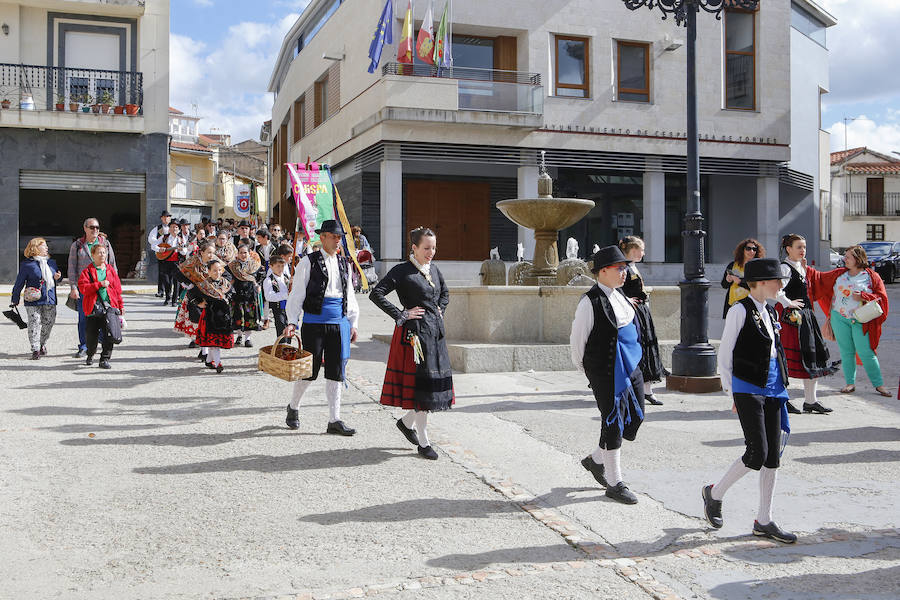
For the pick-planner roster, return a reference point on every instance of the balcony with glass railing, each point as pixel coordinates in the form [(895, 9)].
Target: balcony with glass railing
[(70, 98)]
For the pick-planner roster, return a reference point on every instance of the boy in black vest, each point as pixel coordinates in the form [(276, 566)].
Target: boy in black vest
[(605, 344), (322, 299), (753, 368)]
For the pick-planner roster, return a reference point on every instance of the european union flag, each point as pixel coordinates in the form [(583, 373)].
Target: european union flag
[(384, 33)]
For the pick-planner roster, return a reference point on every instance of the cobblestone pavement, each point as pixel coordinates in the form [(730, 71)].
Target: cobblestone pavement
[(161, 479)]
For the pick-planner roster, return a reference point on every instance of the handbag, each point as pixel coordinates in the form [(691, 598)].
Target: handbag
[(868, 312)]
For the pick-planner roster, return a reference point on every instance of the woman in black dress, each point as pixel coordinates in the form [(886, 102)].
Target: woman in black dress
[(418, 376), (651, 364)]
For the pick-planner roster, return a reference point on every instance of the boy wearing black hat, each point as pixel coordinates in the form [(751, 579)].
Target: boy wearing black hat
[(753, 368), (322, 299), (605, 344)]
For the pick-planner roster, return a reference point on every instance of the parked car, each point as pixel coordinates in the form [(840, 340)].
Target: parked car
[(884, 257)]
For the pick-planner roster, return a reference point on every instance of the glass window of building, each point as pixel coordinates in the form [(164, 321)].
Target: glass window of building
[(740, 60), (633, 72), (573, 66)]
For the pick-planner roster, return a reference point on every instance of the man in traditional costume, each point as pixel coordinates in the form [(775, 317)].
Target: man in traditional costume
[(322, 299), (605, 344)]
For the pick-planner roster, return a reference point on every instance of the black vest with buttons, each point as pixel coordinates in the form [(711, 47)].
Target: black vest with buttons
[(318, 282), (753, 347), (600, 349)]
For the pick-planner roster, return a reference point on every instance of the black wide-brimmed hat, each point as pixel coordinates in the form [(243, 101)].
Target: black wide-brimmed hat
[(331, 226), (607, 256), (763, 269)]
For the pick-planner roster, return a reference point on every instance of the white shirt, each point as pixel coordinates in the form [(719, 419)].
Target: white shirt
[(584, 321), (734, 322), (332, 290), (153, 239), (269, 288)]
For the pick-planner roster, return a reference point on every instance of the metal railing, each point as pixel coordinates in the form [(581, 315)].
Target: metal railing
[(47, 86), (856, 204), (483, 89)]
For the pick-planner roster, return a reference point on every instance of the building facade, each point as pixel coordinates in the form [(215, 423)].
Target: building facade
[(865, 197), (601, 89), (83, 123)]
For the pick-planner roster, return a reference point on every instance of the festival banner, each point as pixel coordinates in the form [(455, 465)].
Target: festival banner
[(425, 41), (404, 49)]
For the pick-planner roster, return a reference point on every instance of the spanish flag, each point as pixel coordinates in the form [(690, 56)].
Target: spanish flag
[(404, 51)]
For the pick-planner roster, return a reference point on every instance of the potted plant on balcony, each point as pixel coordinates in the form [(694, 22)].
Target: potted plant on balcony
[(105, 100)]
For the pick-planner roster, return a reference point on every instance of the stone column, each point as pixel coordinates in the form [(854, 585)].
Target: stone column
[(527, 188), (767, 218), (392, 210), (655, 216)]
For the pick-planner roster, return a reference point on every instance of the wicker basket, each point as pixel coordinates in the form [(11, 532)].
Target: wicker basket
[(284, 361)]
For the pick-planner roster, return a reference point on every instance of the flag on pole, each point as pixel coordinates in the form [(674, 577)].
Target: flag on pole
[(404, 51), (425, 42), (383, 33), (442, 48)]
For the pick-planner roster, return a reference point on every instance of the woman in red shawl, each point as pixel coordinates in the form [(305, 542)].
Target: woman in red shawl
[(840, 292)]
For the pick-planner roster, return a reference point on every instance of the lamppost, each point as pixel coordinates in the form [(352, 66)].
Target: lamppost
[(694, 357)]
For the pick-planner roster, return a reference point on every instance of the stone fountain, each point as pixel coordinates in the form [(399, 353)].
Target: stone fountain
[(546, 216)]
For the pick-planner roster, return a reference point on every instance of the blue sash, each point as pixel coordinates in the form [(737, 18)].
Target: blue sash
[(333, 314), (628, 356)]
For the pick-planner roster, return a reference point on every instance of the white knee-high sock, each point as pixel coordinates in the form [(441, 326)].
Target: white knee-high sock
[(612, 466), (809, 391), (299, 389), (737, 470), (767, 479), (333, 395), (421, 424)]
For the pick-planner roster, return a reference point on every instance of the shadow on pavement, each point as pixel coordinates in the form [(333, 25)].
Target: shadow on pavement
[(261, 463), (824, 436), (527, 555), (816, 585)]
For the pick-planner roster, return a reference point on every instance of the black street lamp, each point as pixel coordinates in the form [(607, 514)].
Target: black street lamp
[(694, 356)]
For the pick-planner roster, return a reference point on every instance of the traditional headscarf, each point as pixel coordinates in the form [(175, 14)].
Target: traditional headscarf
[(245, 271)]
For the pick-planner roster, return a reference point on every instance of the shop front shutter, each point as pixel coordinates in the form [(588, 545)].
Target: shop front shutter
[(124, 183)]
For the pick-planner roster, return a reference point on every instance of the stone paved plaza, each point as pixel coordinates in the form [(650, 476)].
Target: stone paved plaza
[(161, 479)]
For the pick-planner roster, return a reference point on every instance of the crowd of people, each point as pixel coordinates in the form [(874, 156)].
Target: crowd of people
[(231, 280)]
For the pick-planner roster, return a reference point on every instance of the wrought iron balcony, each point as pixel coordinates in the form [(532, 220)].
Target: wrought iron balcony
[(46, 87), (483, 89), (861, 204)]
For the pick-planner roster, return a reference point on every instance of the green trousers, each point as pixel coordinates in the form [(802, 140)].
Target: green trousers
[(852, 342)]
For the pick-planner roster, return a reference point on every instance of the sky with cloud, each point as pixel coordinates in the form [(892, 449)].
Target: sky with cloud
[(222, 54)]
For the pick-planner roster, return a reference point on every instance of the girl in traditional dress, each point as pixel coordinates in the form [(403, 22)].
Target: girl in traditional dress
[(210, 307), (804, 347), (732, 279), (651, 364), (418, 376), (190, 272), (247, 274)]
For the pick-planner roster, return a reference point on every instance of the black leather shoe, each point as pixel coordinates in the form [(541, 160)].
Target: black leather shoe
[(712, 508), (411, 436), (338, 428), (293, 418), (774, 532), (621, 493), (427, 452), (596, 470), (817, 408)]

+---+

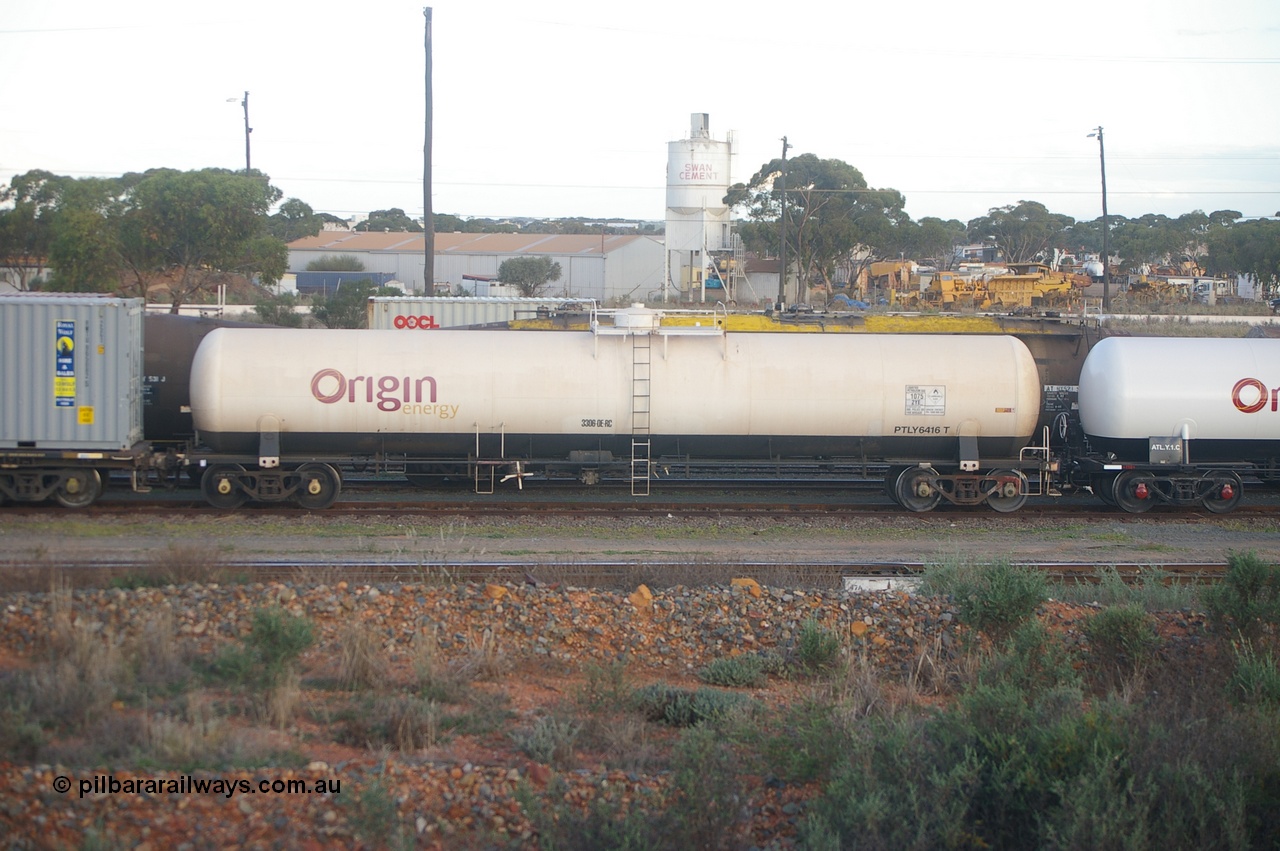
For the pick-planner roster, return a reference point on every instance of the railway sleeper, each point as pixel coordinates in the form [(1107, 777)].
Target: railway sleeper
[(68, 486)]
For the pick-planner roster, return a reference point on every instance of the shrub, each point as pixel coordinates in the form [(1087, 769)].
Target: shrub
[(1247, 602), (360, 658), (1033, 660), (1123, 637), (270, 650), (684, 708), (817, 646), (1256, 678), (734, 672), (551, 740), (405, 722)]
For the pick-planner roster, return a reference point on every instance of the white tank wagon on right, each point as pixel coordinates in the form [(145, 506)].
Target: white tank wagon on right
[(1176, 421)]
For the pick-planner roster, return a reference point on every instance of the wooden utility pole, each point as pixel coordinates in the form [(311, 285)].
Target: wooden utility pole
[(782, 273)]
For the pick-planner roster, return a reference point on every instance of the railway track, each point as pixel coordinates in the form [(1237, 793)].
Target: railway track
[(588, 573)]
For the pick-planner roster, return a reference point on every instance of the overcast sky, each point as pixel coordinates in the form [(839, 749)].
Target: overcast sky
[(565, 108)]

+---+

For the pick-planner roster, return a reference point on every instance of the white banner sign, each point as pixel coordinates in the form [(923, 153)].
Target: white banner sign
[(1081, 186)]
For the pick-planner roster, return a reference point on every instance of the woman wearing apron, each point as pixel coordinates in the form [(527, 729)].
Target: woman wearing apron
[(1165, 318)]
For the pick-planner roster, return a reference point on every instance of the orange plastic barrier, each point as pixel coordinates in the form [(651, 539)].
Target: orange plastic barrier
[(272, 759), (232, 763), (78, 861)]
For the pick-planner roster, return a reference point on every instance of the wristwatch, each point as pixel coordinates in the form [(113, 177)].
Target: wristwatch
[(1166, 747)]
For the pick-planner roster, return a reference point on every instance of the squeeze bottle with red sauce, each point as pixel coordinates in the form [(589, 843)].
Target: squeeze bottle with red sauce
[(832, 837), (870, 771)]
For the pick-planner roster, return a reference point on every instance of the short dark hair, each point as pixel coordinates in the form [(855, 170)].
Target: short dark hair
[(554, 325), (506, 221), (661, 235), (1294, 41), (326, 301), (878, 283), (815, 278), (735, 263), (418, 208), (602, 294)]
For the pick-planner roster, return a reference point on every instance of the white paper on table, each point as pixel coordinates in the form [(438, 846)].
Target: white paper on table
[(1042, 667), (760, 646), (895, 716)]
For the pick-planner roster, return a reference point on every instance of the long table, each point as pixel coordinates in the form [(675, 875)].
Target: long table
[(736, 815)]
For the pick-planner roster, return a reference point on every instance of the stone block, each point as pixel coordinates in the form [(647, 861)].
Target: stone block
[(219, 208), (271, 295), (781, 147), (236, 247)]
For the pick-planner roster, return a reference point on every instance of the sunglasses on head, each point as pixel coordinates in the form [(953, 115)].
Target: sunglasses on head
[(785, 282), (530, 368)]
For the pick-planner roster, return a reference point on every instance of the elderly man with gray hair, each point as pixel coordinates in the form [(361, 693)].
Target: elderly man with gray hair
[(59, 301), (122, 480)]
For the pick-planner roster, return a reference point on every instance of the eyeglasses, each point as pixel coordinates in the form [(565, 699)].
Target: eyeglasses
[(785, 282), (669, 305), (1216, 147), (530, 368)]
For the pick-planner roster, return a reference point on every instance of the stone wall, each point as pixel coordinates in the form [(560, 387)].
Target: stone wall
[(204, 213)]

+---+

**What is needed:**
Write out, as a numbered list with blank lines omitted, the part of the material that opens with the line containing "form [(651, 539)]." and closes with the line containing "[(1166, 747)]".

**Response to the exercise:**
1. For the pick-planner roster, return a reference point on every instance of the orange plastic barrier, each point as pixel coordinates in the form [(651, 539)].
2. Target: orange plastic barrier
3. [(272, 759), (232, 763), (78, 861)]
4. For the pick-planner roster, return a reference point on every instance of the wristwatch, each point as pixel coordinates in the form [(113, 177)].
5. Target: wristwatch
6. [(1166, 747)]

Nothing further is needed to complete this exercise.